§ **Problems to work on**:
#1 In the passage about basic training, how many cards did the narrator's co-workers at Paris and Dunn send?
#2 From the passage about basic training, extract the stretch from "Not long after" through "bucks that way.".
#3 Write what comes next in the passage about basic training, starting after its final sentence.

In our obstacle course we had a board wall ten foot high that we had to get over. You’d run, jump up on a cleat that was about half way up, grab the top and swing yourself over. One soldier was so short he couldn’t make it so another fellow and I would boost him over. Sarge knew we were doing this, but he didn’t seem to care as long as we all figured out a way to complete the course.

Not long after we got to Miami we were lined up for mail call. As your name was called by the mail clerk you would break ranks, walk to the side, go forward and get your letter and return to the ranks. I kept getting cards and getting cards until finally Sergeant Griffith said, “Just stand right here, Scott!” My co-workers at Paris and Dunn had all sent cards -- twenty-six of them.

All the time we were in basic training we had to stand guard duty, two hours on and six hours off, day and night. They gave us a billy club and we would walk around the hotel. One of our guys was afraid of the dark so when it was his turn to guard in the dark he would give someone else a dollar an hour for standing watch for him. I made a few extra bucks that way.

§ **Data listing**:
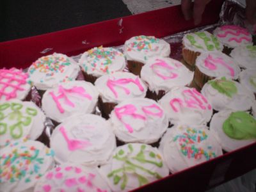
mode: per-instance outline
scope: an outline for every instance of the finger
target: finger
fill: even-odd
[[[191,0],[181,0],[181,10],[185,20],[192,18]]]
[[[195,0],[193,15],[195,25],[201,22],[205,6],[211,0]]]

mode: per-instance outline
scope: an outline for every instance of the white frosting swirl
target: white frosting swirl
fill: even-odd
[[[42,108],[47,116],[61,122],[77,113],[93,112],[98,97],[98,90],[90,83],[63,83],[45,92],[42,99]]]
[[[97,77],[122,71],[126,65],[125,58],[121,52],[102,46],[84,52],[79,63],[84,72]]]
[[[241,71],[234,60],[221,52],[201,54],[196,58],[196,66],[200,72],[213,77],[237,79]]]
[[[173,124],[206,124],[212,114],[211,104],[195,88],[174,87],[158,102]]]
[[[59,163],[98,166],[106,163],[116,147],[116,140],[105,119],[96,115],[80,114],[55,128],[50,145]]]
[[[56,53],[38,59],[29,67],[29,81],[36,88],[46,90],[61,82],[74,81],[80,67],[71,58]]]
[[[138,76],[121,72],[99,77],[95,85],[103,102],[115,103],[127,99],[144,98],[147,89]]]
[[[236,92],[228,94],[228,96],[225,93],[220,93],[213,88],[210,84],[211,82],[223,81],[224,83],[228,82],[232,84]],[[226,88],[225,92],[228,92]],[[224,88],[225,89],[225,88]],[[237,111],[247,111],[252,107],[252,103],[255,99],[253,92],[247,90],[242,84],[231,79],[223,80],[221,78],[216,78],[214,80],[208,81],[205,83],[201,90],[204,95],[212,104],[212,108],[216,111],[224,109],[233,109]]]
[[[145,98],[121,102],[112,111],[109,120],[116,137],[126,143],[156,142],[168,126],[161,107]]]
[[[205,126],[176,125],[162,138],[159,150],[174,173],[222,155],[220,144]]]
[[[168,57],[170,53],[170,44],[153,36],[133,36],[125,42],[124,47],[124,54],[127,60],[143,63],[154,56]]]
[[[159,90],[167,92],[175,86],[189,85],[194,76],[194,72],[180,61],[162,57],[148,60],[140,74],[141,79],[148,84],[148,89],[157,94]]]
[[[129,143],[117,147],[100,172],[113,191],[129,191],[168,175],[162,157],[157,148]]]

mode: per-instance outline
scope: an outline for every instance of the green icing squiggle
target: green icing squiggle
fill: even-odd
[[[224,122],[222,128],[232,139],[256,139],[256,120],[244,111],[232,113]]]

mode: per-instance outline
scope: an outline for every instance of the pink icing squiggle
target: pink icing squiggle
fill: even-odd
[[[51,92],[49,94],[52,96],[52,99],[56,104],[57,108],[60,112],[63,113],[65,112],[64,109],[62,108],[60,100],[61,99],[64,99],[64,103],[67,105],[74,108],[75,105],[73,102],[68,99],[68,95],[69,94],[77,94],[83,97],[87,98],[89,100],[92,100],[92,97],[91,95],[86,93],[85,90],[81,86],[74,86],[70,89],[65,89],[61,85],[59,86],[59,93],[60,95],[56,96],[54,95],[53,92]]]
[[[136,85],[137,85],[137,86],[138,87],[140,90],[141,90],[141,92],[144,91],[144,88],[140,84],[138,77],[137,77],[135,80],[131,79],[131,78],[119,79],[118,80],[108,79],[107,81],[107,86],[114,93],[115,97],[116,98],[117,98],[118,96],[118,94],[114,88],[115,86],[120,86],[121,88],[122,88],[125,91],[125,92],[127,95],[129,95],[129,94],[130,94],[130,90],[128,88],[124,87],[124,85],[130,83],[132,83],[135,84]]]
[[[221,58],[213,58],[212,56],[209,54],[205,60],[205,66],[211,70],[214,70],[217,68],[216,64],[221,65],[226,67],[230,73],[230,76],[234,77],[235,76],[235,71],[232,67],[226,63]]]
[[[92,144],[88,141],[80,141],[76,140],[70,140],[68,138],[64,127],[60,128],[60,131],[61,132],[67,143],[68,144],[68,148],[69,150],[76,150],[80,148],[83,148],[86,147],[90,146]]]
[[[164,80],[166,80],[168,79],[175,79],[178,76],[178,74],[173,73],[171,71],[172,70],[173,70],[174,68],[168,65],[166,62],[165,62],[164,60],[156,59],[156,61],[159,62],[151,65],[150,68],[152,69],[153,72],[156,74],[159,77]],[[161,67],[166,68],[168,70],[170,71],[170,75],[168,76],[166,76],[161,74],[158,70],[155,69],[156,66],[160,66]],[[177,67],[177,65],[175,65],[175,66]]]

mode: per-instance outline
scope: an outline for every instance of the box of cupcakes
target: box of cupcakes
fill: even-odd
[[[255,168],[233,1],[196,27],[176,6],[0,43],[0,191],[201,191]]]

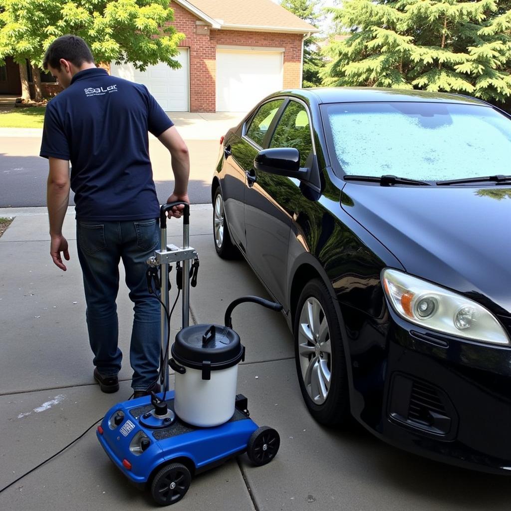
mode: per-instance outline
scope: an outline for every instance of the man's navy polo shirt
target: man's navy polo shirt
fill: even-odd
[[[77,220],[156,218],[148,131],[173,125],[145,85],[87,69],[48,103],[40,155],[71,160]]]

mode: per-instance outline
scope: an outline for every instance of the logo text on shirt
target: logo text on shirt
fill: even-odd
[[[103,96],[107,92],[117,92],[117,85],[110,85],[107,87],[106,88],[103,88],[103,87],[96,88],[88,87],[83,90],[85,91],[85,96],[87,97],[91,96]]]

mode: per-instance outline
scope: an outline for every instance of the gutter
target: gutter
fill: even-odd
[[[304,86],[304,43],[305,40],[310,37],[312,33],[308,32],[301,38],[301,60],[300,61],[300,87]]]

§ **Task-by-task answers**:
#1 Twenty-six.

#2
Not long after we got to Miami we were lined up for mail call. As your name was called by the mail clerk you would break ranks, walk to the side, go forward and get your letter and return to the ranks. I kept getting cards and getting cards until finally Sergeant Griffith said, “Just stand right here, Scott!” My co-workers at Paris and Dunn had all sent cards -- twenty-six of them.

All the time we were in basic training we had to stand guard duty, two hours on and six hours off, day and night. They gave us a billy club and we would walk around the hotel. One of our guys was afraid of the dark so when it was his turn to guard in the dark he would give someone else a dollar an hour for standing watch for him. I made a few extra bucks that way.

#3
We were taking Judo training so one day this fellow and I were wrestling around practicing in the aisle between the bunks. Sergeant Griffith had a room at the end of the aisle and it had a bulletin board beside his door. We didn’t realize we were working our way toward the end of the aisle. This fellow threw me over his shoulder and the heels of my boots made two holes in the bulletin board. We got up quickly, moved back to our bunks and sat down. We hadn’t much more than sat down when Sergeant Griffith came in, started to go into his room, noticed the heel prints in his bulletin board and said, “Who the hell had his feet that high?” Nobody squealed and he didn’t press the point. I guess he figured no one was going to tell him anyway so he just had a new bulletin board put up and let it pass.

Two days before Christmas we were lined up for inspection. It was called Standing Parade and we had to stand quite awhile. The temperature was exceptionally hot that year and some of the men passed out. The man right by me fell, but we were standing at attention so I couldn’t do anything for him. The Medics came with a stretcher, picked him up and carried him off.

In our basic training, believe it or not, we trained with the trainer rifles I had helped make. The only time we actually used real rifles was along toward the last of the training period when we would go out on the firing range and practice shooting.

At the end of the six weeks we shipped out. It was the day before Christmas 1942 and as I said before, it was hotter than blazes. We dressed in our Suntans, packed everything else in our barracks bags and they loaded them in the baggage car. As usual they didn’t tell us where we were going. We ended up in Lansing, Michigan, in a howling blizzard with no coats or anything. They did take us around the depot out of the wind where we stood until the trucks came to pick us up. We just about froze to death.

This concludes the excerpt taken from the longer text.